TASK GOAL - Search the records below for the word "foliage" and show every line where it occurs.

Referring expression pointing data
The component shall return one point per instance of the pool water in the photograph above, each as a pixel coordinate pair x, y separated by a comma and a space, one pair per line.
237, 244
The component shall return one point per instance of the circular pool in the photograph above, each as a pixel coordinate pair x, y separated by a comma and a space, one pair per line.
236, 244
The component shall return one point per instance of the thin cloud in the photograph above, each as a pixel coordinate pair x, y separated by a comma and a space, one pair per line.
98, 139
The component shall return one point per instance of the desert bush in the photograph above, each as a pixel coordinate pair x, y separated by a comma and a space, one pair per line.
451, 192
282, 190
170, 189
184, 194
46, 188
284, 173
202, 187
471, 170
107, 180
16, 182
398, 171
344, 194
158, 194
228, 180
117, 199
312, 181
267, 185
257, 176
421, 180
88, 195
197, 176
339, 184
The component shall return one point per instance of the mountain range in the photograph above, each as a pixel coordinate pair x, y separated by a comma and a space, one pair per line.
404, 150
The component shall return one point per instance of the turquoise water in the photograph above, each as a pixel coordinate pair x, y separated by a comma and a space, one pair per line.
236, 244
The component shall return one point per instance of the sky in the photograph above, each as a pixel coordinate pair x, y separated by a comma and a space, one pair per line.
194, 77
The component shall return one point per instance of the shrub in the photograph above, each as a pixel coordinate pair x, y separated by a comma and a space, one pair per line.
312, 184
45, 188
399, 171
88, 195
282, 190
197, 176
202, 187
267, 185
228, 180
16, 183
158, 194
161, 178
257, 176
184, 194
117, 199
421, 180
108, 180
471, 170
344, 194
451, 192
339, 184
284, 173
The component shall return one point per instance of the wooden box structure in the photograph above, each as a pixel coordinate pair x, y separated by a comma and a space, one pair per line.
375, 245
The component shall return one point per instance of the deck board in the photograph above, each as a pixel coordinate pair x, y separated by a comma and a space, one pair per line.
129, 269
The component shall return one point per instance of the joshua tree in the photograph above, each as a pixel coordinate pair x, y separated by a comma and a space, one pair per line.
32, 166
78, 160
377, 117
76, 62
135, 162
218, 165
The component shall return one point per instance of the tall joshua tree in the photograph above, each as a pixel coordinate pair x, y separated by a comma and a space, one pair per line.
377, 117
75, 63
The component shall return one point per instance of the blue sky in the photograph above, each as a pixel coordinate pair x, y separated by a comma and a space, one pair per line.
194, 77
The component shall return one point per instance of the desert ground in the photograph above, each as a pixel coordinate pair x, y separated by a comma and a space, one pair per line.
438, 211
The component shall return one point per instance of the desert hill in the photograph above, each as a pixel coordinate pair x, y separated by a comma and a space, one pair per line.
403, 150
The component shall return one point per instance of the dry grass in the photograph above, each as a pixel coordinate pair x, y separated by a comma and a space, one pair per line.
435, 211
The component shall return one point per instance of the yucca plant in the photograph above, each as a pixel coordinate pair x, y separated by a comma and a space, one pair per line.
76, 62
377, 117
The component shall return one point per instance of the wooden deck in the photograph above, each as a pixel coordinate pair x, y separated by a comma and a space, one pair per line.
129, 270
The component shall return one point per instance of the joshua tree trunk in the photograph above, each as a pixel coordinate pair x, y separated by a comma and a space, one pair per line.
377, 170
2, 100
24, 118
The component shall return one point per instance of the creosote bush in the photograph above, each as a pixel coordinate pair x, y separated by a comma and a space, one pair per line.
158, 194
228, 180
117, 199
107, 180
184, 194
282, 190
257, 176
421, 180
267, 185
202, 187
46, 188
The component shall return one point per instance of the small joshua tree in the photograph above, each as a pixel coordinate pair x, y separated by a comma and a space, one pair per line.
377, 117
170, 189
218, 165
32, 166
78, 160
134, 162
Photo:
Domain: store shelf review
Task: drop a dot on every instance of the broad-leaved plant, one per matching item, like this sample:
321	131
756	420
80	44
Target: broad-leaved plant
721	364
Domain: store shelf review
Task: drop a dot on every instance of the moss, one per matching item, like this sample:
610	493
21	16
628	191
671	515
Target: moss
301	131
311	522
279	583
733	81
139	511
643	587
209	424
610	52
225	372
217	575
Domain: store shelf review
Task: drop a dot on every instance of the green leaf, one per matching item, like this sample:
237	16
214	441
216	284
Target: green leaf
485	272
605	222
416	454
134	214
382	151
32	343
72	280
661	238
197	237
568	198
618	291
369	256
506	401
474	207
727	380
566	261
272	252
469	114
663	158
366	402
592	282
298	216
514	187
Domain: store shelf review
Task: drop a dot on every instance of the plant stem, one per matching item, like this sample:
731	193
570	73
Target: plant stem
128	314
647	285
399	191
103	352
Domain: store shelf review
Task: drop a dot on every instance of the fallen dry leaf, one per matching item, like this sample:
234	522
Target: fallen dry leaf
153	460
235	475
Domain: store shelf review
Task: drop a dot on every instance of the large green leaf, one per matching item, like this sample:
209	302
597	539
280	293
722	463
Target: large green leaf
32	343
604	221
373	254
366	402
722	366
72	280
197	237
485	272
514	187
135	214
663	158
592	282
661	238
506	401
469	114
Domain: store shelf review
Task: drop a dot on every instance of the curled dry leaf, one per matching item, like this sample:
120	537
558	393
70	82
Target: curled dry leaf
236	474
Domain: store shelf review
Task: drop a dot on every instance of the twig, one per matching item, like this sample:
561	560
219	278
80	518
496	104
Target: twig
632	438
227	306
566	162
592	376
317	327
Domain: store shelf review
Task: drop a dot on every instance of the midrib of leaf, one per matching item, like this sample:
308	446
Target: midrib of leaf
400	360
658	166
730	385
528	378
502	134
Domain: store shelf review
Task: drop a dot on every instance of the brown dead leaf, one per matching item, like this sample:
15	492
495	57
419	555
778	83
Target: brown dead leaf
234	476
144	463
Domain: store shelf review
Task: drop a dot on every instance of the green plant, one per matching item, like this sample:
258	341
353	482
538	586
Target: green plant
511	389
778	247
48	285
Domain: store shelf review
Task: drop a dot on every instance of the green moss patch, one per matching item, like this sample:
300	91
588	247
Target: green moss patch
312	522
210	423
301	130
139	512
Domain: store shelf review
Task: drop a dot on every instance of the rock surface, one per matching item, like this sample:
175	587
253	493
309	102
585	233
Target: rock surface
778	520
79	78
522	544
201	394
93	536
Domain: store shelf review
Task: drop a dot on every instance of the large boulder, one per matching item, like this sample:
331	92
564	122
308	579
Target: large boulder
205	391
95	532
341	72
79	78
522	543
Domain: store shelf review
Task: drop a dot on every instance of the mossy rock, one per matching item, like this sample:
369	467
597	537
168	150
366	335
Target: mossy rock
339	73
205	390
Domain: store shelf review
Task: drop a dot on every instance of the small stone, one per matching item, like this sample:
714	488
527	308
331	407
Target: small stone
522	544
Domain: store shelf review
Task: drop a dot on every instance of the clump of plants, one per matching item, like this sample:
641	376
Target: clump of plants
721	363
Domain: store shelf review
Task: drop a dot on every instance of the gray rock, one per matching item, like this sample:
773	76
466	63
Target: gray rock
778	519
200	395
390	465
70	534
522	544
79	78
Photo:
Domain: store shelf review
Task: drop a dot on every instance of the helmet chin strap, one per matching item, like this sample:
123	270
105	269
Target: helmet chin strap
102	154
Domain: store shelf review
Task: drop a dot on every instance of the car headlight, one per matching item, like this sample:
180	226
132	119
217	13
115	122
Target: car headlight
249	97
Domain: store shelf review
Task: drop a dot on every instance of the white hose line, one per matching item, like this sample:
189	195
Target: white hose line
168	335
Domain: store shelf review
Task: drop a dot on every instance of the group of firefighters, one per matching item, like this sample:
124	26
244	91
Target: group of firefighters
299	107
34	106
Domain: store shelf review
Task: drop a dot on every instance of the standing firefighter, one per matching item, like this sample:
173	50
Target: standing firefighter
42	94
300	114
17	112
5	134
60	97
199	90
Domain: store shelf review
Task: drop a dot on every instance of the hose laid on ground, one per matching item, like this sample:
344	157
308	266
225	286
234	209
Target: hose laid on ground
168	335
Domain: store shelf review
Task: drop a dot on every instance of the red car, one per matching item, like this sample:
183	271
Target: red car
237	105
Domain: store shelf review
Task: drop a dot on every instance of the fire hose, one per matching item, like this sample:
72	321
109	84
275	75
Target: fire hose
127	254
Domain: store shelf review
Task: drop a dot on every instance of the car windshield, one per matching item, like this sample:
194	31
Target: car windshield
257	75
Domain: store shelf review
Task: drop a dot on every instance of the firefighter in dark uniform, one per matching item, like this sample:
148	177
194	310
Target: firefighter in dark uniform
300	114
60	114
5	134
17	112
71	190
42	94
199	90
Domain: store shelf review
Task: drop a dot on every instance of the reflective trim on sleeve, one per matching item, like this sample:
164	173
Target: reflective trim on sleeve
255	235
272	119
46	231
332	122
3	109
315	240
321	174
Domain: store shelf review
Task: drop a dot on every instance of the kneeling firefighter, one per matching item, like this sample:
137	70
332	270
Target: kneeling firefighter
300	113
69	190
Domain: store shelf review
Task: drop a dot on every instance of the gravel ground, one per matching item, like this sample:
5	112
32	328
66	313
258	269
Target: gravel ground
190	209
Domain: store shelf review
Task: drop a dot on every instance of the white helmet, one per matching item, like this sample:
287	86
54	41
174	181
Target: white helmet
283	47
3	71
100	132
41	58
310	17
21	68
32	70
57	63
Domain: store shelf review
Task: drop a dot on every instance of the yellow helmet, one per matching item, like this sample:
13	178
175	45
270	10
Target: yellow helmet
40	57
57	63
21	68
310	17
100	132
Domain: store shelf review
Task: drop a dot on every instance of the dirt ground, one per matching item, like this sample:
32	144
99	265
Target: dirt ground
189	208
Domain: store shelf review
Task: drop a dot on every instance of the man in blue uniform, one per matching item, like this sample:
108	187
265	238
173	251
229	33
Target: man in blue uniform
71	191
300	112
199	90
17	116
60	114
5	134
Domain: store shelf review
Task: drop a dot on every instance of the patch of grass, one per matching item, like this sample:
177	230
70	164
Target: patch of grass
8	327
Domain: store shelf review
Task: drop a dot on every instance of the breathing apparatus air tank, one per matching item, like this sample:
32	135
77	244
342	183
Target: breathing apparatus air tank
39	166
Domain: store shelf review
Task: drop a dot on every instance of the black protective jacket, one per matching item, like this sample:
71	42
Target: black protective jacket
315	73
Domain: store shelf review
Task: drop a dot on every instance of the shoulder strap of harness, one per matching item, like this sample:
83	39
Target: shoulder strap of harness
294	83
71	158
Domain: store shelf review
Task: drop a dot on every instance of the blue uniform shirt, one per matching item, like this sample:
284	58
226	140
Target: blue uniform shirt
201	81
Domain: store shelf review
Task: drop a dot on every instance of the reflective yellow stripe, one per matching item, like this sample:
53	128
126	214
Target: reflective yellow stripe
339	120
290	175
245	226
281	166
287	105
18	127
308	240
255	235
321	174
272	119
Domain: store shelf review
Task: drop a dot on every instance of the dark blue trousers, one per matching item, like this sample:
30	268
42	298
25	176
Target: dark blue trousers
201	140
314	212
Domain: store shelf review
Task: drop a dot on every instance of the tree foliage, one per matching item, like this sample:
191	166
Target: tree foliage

RESPONSE -
Task: drop a dot on every instance of the tree foliage, one per matching item, like this sample:
Target: tree foliage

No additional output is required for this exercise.